- **Supplied records**
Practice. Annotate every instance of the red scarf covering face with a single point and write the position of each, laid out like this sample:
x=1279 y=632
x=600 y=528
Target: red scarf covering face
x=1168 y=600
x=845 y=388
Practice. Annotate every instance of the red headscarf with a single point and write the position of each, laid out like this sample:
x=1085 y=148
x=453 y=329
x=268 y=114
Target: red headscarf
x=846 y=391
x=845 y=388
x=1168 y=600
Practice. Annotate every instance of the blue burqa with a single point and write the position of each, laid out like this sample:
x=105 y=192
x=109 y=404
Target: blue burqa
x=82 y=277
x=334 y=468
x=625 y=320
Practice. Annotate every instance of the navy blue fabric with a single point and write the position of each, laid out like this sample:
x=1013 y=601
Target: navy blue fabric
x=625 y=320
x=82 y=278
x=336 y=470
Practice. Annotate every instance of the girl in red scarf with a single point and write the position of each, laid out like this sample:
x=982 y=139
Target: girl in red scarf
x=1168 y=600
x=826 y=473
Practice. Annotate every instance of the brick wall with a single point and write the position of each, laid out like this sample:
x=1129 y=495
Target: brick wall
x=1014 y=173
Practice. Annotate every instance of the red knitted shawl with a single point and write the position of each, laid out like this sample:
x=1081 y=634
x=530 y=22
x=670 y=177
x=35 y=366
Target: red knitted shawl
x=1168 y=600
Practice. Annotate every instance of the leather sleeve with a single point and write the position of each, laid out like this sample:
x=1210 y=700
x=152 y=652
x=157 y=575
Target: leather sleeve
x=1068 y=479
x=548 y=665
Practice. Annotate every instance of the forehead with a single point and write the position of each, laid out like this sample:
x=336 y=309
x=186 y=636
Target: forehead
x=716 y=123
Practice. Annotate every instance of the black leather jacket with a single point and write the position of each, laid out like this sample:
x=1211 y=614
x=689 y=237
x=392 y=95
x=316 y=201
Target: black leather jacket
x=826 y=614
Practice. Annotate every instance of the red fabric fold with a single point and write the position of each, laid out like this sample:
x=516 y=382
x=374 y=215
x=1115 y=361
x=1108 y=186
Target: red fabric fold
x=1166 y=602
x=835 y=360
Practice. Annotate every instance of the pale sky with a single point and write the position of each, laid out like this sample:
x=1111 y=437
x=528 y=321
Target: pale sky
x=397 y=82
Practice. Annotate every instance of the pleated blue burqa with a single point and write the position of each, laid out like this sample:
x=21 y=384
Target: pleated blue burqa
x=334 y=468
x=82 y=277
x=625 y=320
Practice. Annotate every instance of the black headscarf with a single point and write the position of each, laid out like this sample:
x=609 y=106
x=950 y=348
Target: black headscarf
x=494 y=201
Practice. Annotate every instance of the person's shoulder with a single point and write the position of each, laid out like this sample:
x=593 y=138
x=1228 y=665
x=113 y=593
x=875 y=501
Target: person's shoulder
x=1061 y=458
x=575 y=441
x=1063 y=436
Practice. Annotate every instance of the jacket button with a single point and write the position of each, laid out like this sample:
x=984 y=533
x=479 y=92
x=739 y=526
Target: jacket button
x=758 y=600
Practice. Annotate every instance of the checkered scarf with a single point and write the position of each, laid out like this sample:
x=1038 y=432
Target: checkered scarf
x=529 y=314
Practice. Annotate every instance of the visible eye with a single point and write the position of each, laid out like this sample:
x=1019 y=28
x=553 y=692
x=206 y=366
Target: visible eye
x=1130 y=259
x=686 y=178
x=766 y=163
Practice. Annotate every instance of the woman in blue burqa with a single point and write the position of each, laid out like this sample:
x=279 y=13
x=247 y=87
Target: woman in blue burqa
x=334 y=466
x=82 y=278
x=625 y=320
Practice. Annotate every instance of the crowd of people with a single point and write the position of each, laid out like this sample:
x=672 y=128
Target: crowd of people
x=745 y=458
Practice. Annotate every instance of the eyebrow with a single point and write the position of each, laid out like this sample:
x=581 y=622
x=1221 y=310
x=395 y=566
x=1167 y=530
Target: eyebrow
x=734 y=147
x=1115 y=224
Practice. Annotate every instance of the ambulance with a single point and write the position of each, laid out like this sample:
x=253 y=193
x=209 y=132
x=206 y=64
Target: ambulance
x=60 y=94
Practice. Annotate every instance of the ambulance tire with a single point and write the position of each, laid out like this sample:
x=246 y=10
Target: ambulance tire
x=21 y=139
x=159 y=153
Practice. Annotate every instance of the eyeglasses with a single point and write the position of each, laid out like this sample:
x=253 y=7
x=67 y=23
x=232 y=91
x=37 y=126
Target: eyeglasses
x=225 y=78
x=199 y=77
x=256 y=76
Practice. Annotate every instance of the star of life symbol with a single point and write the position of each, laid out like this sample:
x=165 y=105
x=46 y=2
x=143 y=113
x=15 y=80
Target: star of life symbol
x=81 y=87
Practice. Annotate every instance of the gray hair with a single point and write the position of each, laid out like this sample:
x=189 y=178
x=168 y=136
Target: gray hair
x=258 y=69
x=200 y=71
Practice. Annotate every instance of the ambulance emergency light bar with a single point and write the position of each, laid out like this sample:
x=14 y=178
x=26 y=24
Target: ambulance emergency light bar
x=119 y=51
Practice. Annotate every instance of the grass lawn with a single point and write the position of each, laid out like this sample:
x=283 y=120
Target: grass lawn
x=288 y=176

- **Your instructions**
Recite the full listing above exactly.

- **Reply to the task**
Practice. Annotate every instance of the red scarf covering face with a single point and write the position of each, laid out like this sample:
x=1279 y=632
x=600 y=528
Target: red scarf covering face
x=1168 y=600
x=845 y=388
Practice. Annotate every instance of the red headscarf with a single point and write the position of each, laid out like this sample:
x=1085 y=148
x=453 y=329
x=268 y=114
Target: red headscarf
x=846 y=391
x=845 y=388
x=1168 y=600
Practice. Annotate every instance of the blue burqa with a single point and write the position of each, laid out like this sample:
x=105 y=192
x=109 y=404
Target: blue burqa
x=82 y=277
x=334 y=468
x=625 y=320
Practice. Annotate every instance of the navy blue fabric with a single point and write the position of each, laid out like this sample:
x=1013 y=601
Target: navy blue fabric
x=625 y=320
x=82 y=278
x=336 y=470
Practice. Annotate every instance of the girl in red scarf with a single point and write the position of each, laid out like this sample:
x=982 y=139
Target: girl in red scarf
x=1168 y=600
x=826 y=473
Practice. Annotate every instance of the brick wall with a single point and write the position of each, laid out like this sample:
x=1129 y=495
Target: brick wall
x=1014 y=173
Practice. Annotate every instance of the red knitted shawl with a single point and write the position of each, laid out like this sample:
x=1081 y=634
x=530 y=22
x=670 y=177
x=35 y=366
Target: red knitted shawl
x=1168 y=600
Practice. Annotate every instance of the leather sleeve with a single point and write the position of each, laid out like this sample:
x=1210 y=700
x=152 y=652
x=157 y=575
Target: leather sleeve
x=1068 y=479
x=548 y=665
Practice. Annotate every instance of the forehead with a single point and write the position of each, laid out like this sample:
x=336 y=309
x=186 y=636
Target: forehead
x=716 y=123
Practice. Annotate every instance of the black leather jacket with a single point and write the position of each, laid out like this sample:
x=1211 y=614
x=689 y=237
x=392 y=95
x=316 y=201
Target: black leather jacket
x=826 y=614
Practice. Annotate every instance of the red fabric fold with a single point and write the position of each, laid out like this sample:
x=516 y=382
x=374 y=215
x=1115 y=361
x=1108 y=186
Target: red fabric fold
x=1166 y=602
x=835 y=360
Practice. Annotate every instance of the pale sky with a single point and write the position of each, laid out like this sample:
x=1111 y=437
x=528 y=321
Target: pale sky
x=397 y=82
Practice. Annotate every instance of the pleated blue burqa with a single point and write the position of each, laid out like this sample:
x=21 y=384
Target: pleated blue burqa
x=334 y=468
x=82 y=277
x=625 y=320
Practice. Annotate every instance of the black headscarf with a single point and write the position of each, laid out like this sample:
x=609 y=106
x=950 y=348
Target: black headscarf
x=494 y=201
Practice. Annotate every instance of the person's shoulder with a single point and write the position of each, laid out like this sample:
x=593 y=138
x=1228 y=665
x=113 y=593
x=875 y=501
Target: person's shoulder
x=1061 y=458
x=575 y=441
x=1063 y=436
Practice. Annotate every instance of the jacket button with a single point and write the position of each, laid out like this sample:
x=984 y=533
x=479 y=92
x=739 y=526
Target: jacket button
x=758 y=600
Practice. Annotate every instance of the checkered scarf with a single point and write the position of each, laid out like this sample:
x=1038 y=432
Target: checkered scarf
x=529 y=314
Practice. Annotate every instance of the visible eye with a single point and write the position of each, laid out like this sample:
x=1019 y=28
x=553 y=692
x=206 y=366
Target: visible eye
x=1130 y=259
x=686 y=178
x=766 y=163
Practice. Annotate every instance of the woman in blue burqa with a single point and write the position of each, laid out like this sample:
x=279 y=13
x=247 y=87
Target: woman in blue burqa
x=334 y=466
x=82 y=278
x=625 y=320
Practice. Annotate every instance of the crowd of people with a single point and write the position of each, laid out like this sample:
x=672 y=128
Target: crowd of people
x=745 y=458
Practice. Annotate every instance of the eyebrow with a single point and write the position of each, laid out like this sample:
x=581 y=622
x=1221 y=310
x=395 y=566
x=1167 y=530
Target: eyebrow
x=734 y=147
x=1115 y=224
Practice. Annotate every instance of the ambulance with a single point and write the position of each, laid out like this sample:
x=253 y=193
x=209 y=132
x=206 y=64
Target: ambulance
x=60 y=94
Practice. Annotate every instance of the ambulance tire with a single point and write the position of each, laid out like this sample:
x=246 y=10
Target: ambulance tire
x=21 y=139
x=159 y=153
Practice. Annotate every instance of the eyeglasses with a single point and write the position of each, laid out like this sample:
x=253 y=7
x=67 y=23
x=232 y=91
x=37 y=126
Target: eyeglasses
x=225 y=78
x=199 y=77
x=256 y=76
Practice. Annotate every instance of the star of life symbol with a single point and write the position of each, laid out like this sample:
x=165 y=105
x=46 y=2
x=143 y=113
x=15 y=80
Target: star of life symbol
x=81 y=87
Practice. Annotate every instance of the gray hair with a single point and write the position of each, laid out like this sample:
x=189 y=178
x=168 y=136
Target: gray hair
x=258 y=69
x=200 y=71
Practice. Annotate every instance of the ambulance emergency light bar with a single point and write the position of each, laid out like this sample:
x=14 y=178
x=26 y=24
Target: ambulance emergency light bar
x=119 y=51
Practice. Annotate every instance of the grass lawn with a single point and write the position of each, laid out like this sample:
x=283 y=120
Target: grass lawn
x=288 y=176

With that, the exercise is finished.